> **Work order**
Could the lines from the one with "[ ] identify" through the end of the listing be restated exactly, with nothing else included?

***** Supplied material *****

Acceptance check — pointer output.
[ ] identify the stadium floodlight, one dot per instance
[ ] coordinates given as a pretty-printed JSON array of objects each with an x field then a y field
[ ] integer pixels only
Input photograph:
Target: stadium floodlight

*****

> **Response area**
[ ] identify the stadium floodlight, one dot per instance
[ ] coordinates given as a pretty-printed JSON array of objects each with an x field then a y field
[ ] integer pixels only
Input photograph:
Target: stadium floodlight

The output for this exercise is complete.